* TRECHO PARA LEITURA:
Creas também oferece serviço de acolhimento aos filhos de vítimas de violência de gênero, em Presidente Prudente (SP)
Bruna Bonfim/g1
Acolhimento aos filhos
Além da vítima, o cenário da violência doméstica também afeta os filhos que convivem no mesmo espaço. Portanto, o acolhimento deles é tão necessário quanto o da mulher.
“Se a gente for pensar dentro de um contexto doméstico, a violência contra mulher também afeta crianças e adolescentes pensando que dentro da lei nº 13.471, ela conceitua esse tipo de situação como violência psicológica, o Creas também atende dentro do contexto familiar. Se a mulher consegue romper essa questão, a gente consegue proteger as crianças. Vamos depender de um trabalho de sensibilização com essa mulher para que as crianças também sejam protegidas. Quando envolve crianças, o conselho tutelar também deve ser comunicado”, afirmou ao g1.
Em contrapartida, para o agressor, nenhum serviço de conscientização é oferecido pelo Creas atualmente.
“Dentro do município de Presidente Prudente, especificamente no atendimento para homens autores de agressões, nós não temos. Nós já tivemos há alguns anos, porém era um serviço voluntário, mas não conseguiu dar continuidade. Hoje não temos um serviço específico. Porém, caso o agressor reconheça que precisa de um atendimento, se faz sim o encaminhamento para uma unidade de saúde para eles avaliarem”, disse Elaine.
Denise Simonato, delegada titular da DDM de Presidente Prudente (SP)

* MATERIAL FORNECIDO:

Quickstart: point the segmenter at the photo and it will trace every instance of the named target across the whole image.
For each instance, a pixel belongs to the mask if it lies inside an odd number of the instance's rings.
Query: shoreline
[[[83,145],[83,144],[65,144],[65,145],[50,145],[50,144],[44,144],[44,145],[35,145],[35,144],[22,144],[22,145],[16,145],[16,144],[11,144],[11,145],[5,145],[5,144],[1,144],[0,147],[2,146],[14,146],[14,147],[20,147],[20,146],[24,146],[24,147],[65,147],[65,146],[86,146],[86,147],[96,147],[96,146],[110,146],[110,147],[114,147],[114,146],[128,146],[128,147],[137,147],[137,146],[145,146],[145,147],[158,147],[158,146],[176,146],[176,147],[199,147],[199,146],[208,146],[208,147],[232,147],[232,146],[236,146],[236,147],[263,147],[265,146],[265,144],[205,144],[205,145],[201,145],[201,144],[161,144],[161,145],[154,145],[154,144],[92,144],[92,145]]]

* OBJETIVO: De acordo com o trecho, o Creas oferece hoje algum serviço de conscientização ao agressor? A listagem não tem relação com esta atividade.

* RESPOSTA ESCRITA: Não, atualmente o Creas não oferece nenhum serviço de conscientização ao agressor.